══ Data to use

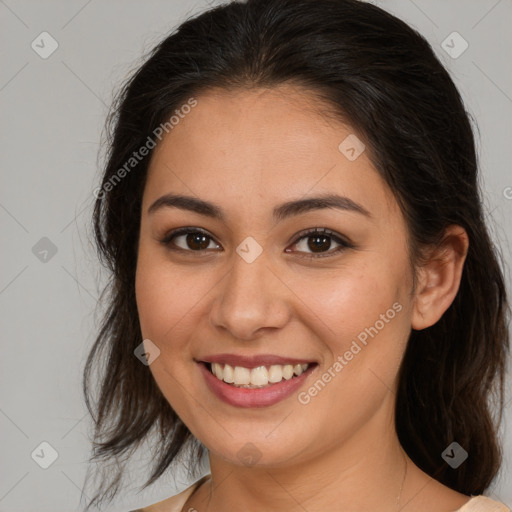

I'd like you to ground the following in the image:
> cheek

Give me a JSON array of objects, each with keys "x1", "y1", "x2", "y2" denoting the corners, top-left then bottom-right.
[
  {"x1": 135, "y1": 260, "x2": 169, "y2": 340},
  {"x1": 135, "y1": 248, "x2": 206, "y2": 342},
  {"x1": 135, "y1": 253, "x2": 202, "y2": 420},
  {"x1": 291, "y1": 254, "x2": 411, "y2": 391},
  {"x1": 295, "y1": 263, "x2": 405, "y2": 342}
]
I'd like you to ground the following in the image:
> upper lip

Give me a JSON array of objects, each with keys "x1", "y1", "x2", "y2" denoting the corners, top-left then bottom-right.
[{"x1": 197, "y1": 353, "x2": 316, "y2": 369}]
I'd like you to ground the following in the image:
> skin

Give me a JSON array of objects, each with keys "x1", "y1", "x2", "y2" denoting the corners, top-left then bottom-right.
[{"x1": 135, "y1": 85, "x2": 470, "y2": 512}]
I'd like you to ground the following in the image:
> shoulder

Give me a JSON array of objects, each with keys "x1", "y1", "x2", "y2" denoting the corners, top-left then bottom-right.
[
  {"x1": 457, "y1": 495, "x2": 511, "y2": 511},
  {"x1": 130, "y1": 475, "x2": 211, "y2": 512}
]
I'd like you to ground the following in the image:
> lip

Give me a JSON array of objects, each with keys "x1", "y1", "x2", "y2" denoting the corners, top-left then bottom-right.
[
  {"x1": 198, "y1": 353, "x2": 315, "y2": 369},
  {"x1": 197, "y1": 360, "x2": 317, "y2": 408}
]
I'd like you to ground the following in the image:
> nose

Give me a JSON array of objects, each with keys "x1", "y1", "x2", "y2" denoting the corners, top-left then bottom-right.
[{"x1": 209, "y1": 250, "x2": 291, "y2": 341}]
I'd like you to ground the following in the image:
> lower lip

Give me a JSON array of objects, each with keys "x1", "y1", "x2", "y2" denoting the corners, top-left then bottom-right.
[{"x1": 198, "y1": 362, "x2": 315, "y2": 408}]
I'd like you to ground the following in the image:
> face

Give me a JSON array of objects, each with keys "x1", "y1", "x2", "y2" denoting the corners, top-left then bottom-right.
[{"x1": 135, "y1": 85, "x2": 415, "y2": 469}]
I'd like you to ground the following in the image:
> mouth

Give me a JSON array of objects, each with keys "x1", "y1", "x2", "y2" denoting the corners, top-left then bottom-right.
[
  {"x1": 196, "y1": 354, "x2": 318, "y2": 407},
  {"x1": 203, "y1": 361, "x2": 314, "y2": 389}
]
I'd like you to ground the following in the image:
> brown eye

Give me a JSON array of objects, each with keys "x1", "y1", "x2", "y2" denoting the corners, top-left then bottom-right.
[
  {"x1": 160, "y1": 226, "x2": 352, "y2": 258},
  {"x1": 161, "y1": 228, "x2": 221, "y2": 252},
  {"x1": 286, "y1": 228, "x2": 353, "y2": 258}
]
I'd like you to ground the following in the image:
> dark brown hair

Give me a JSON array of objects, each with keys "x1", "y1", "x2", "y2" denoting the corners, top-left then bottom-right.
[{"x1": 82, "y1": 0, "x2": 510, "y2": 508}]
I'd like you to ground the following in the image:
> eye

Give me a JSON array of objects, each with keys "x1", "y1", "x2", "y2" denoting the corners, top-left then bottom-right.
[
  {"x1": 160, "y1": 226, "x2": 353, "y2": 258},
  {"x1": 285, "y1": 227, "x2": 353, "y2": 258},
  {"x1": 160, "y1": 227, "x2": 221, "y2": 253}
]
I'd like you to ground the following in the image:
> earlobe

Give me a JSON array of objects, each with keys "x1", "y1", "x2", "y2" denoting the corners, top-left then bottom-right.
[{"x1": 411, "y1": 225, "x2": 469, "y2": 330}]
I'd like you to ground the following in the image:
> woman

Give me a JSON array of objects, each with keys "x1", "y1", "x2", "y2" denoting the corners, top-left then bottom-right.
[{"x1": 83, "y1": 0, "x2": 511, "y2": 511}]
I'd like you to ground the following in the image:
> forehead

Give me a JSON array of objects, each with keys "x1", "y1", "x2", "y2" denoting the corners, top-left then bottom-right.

════

- [Brief]: Each entry, word for word, belongs in your answer; each picture does not.

- [Exercise result]:
I'd like you to ground the following in the image:
> cheek

Give me a JSON array of objects, each with keys "x1", "y1", "x2", "y2" denoting the corners, top-left then bottom-right.
[
  {"x1": 135, "y1": 260, "x2": 169, "y2": 340},
  {"x1": 135, "y1": 248, "x2": 206, "y2": 342},
  {"x1": 135, "y1": 253, "x2": 202, "y2": 420},
  {"x1": 291, "y1": 254, "x2": 411, "y2": 391},
  {"x1": 295, "y1": 263, "x2": 405, "y2": 342}
]
I'd like you to ground the following in the image:
> upper lip

Give me a JSON array of objects, each with keys "x1", "y1", "x2", "y2" denoting the corners, top-left then bottom-right.
[{"x1": 197, "y1": 353, "x2": 316, "y2": 369}]
I'd like you to ground the following in the image:
> skin

Give me a JSON array of objects, each with keys "x1", "y1", "x2", "y2" denoting the corners, top-left then bottom-right.
[{"x1": 135, "y1": 85, "x2": 470, "y2": 512}]
I'd like you to ground the following in the image:
> shoulder

Give me a JSON array of objects, each with keys "x1", "y1", "x2", "y2" denoting the corners, top-left then bottom-right.
[
  {"x1": 457, "y1": 495, "x2": 511, "y2": 511},
  {"x1": 130, "y1": 475, "x2": 211, "y2": 512}
]
I'd like you to ground the following in the image:
> lip

Give me a JSON array of objects, each with keys "x1", "y1", "x2", "y2" denoting the corners, top-left then bottom-right.
[
  {"x1": 198, "y1": 353, "x2": 315, "y2": 369},
  {"x1": 197, "y1": 360, "x2": 317, "y2": 408}
]
I'd like you to ground the following in the image:
> nose

Give me a JSON array of objects, each with keys "x1", "y1", "x2", "y2" denoting the corners, top-left then bottom-right.
[{"x1": 209, "y1": 250, "x2": 291, "y2": 341}]
I'd like you to ground the following in the image:
> lower lip

Give me a JSON array of objects, each with keys "x1", "y1", "x2", "y2" denoting the corners, top-left then bottom-right.
[{"x1": 198, "y1": 362, "x2": 315, "y2": 408}]
I'd like you to ground the following in the image:
> face

Give me a JSON array of objects, each with keys "x1", "y1", "x2", "y2" denoting the corners, top-left then bottom-right.
[{"x1": 135, "y1": 85, "x2": 415, "y2": 469}]
I'd like you to ground the following in the image:
> mouth

Give me a JSON array of objects, each with keys "x1", "y1", "x2", "y2" denoting the corners, top-left then bottom-right.
[
  {"x1": 196, "y1": 354, "x2": 318, "y2": 407},
  {"x1": 203, "y1": 361, "x2": 314, "y2": 389}
]
I'd like you to ground the following in the image:
> brown eye

Give me a JSON array of objects, each with keys "x1", "y1", "x2", "y2" denoting the corners, top-left then bottom-right.
[
  {"x1": 160, "y1": 226, "x2": 352, "y2": 258},
  {"x1": 161, "y1": 228, "x2": 221, "y2": 252},
  {"x1": 286, "y1": 228, "x2": 353, "y2": 258}
]
I'd like you to ground the following in the image:
> dark brown hair

Give me a JSON array of objects, each with keys "x1", "y1", "x2", "y2" denoting the corners, top-left then bottom-right.
[{"x1": 82, "y1": 0, "x2": 510, "y2": 508}]
I'd like you to ground the following in the image:
> eye

Give me a JSON array of objects, each with keys "x1", "y1", "x2", "y2" denoting the corners, top-left then bottom-right.
[
  {"x1": 160, "y1": 226, "x2": 353, "y2": 258},
  {"x1": 285, "y1": 227, "x2": 353, "y2": 258},
  {"x1": 160, "y1": 227, "x2": 221, "y2": 253}
]
I'd like you to ground the following in the image:
> earlobe

Give me a JSON array of objects, each with keys "x1", "y1", "x2", "y2" denoting the corners, top-left then bottom-right.
[{"x1": 411, "y1": 225, "x2": 469, "y2": 330}]
I'd like you to ground the following in the image:
> woman

Give me a JSON array of objects, each with keys "x1", "y1", "x2", "y2" denoting the corners, top-left then bottom-right.
[{"x1": 83, "y1": 0, "x2": 511, "y2": 511}]
I'd like you to ground the following in the image:
> forehead

Give me a JSON array of objects, each with keys "x1", "y1", "x2", "y2" denoting the corners, top-left then bottom-right.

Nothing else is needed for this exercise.